SOURCE INFORMATION —
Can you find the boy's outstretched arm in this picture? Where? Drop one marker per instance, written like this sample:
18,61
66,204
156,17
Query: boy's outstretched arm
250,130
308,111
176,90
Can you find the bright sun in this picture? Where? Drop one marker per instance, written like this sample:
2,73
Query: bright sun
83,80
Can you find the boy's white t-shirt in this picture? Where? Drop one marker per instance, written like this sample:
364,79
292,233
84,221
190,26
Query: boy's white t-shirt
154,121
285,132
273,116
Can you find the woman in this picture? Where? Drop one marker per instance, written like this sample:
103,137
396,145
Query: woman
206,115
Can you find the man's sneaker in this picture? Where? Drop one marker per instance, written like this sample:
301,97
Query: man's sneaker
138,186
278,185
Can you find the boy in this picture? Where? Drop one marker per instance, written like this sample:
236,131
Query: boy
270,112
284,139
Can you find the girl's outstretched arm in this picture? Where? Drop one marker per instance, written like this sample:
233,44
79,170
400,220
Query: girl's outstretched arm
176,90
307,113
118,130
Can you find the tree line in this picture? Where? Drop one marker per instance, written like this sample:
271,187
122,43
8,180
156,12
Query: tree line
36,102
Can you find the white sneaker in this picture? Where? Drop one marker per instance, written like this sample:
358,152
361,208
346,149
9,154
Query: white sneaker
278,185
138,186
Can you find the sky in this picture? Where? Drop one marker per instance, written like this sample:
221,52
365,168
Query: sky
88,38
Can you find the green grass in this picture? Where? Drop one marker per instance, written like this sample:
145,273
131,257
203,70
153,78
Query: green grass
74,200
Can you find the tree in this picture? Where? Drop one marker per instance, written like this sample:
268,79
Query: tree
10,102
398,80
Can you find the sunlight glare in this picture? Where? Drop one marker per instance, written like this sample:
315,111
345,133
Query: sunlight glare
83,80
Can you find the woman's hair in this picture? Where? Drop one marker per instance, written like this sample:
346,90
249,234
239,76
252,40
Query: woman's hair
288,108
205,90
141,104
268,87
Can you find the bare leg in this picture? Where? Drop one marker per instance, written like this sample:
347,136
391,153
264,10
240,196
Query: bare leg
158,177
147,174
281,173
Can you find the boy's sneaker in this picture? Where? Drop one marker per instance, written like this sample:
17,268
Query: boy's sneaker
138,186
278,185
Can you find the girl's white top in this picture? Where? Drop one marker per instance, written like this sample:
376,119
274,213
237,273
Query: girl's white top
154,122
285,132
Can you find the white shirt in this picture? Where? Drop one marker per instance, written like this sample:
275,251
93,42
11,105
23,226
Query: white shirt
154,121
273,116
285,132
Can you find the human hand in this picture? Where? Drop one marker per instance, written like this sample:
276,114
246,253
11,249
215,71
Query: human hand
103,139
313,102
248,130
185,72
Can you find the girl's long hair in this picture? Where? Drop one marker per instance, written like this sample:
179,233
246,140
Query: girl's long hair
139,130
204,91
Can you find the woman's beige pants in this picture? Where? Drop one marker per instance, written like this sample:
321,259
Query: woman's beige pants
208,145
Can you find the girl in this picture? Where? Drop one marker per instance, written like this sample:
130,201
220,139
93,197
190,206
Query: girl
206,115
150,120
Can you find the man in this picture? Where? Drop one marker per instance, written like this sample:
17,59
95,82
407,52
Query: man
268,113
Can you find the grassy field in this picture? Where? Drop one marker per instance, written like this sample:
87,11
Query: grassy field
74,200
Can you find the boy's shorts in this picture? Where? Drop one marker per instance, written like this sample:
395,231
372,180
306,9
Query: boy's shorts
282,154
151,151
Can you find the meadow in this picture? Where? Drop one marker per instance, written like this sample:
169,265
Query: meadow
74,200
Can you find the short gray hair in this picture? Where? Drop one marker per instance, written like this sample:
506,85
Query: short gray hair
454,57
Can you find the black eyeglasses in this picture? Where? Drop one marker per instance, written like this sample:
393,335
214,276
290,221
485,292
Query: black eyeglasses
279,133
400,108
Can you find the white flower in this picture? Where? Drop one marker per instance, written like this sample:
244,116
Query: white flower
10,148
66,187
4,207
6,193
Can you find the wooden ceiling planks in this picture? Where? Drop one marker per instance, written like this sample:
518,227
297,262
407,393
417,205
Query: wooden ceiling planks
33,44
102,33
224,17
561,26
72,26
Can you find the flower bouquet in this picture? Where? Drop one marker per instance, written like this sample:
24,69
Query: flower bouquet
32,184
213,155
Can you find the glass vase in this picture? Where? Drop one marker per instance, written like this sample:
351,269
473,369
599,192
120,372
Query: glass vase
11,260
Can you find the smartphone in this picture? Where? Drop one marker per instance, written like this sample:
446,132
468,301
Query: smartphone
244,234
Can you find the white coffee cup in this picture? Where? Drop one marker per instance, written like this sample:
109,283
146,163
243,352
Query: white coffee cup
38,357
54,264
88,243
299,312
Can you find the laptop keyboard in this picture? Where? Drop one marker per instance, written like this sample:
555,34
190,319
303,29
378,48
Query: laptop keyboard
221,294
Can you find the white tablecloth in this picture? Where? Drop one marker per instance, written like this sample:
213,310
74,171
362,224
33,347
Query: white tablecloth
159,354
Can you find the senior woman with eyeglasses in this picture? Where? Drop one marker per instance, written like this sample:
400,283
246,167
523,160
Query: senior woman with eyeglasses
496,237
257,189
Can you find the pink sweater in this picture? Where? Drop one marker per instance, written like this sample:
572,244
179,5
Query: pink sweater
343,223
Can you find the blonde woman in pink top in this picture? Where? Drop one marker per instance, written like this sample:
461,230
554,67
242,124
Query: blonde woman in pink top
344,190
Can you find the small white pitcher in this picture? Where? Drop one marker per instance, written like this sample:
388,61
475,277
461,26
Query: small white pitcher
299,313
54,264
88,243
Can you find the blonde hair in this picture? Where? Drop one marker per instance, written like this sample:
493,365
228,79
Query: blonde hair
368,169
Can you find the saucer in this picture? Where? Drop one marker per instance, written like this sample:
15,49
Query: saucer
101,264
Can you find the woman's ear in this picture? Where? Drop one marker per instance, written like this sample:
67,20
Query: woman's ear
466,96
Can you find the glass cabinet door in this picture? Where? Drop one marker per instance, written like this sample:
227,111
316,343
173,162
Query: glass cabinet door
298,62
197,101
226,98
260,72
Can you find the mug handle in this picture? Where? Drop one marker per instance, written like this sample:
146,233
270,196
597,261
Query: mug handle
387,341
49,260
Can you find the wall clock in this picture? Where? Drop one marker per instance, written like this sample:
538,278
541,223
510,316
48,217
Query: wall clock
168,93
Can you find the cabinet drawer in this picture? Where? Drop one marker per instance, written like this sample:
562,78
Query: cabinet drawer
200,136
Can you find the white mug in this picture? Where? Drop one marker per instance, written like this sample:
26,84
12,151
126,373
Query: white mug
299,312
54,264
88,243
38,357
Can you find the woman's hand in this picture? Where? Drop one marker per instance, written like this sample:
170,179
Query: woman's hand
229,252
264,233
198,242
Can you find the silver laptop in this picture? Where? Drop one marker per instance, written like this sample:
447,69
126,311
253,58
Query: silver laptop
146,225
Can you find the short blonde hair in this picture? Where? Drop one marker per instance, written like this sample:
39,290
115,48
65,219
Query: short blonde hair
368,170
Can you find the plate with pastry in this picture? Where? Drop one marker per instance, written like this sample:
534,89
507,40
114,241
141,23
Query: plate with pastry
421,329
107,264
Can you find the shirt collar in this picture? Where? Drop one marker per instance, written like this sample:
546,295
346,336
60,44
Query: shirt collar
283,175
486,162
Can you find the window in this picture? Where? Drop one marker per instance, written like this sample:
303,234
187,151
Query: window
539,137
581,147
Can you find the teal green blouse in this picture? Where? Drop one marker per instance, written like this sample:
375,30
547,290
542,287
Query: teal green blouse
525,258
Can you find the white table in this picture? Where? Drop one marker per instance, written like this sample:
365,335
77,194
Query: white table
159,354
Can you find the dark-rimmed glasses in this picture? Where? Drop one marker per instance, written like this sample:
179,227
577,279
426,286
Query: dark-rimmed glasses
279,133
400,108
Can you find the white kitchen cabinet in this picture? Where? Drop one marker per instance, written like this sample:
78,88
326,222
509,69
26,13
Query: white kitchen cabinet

GOAL OF THE EXERCISE —
Look through the material above for the string "kitchen" and copy each line that has it.

ANSWER TO THIS PROBLEM —
Can you find the white kitchen cabinet in this picture? Where? Drop one marker per instance, written like this sample:
Query: white kitchen cabinet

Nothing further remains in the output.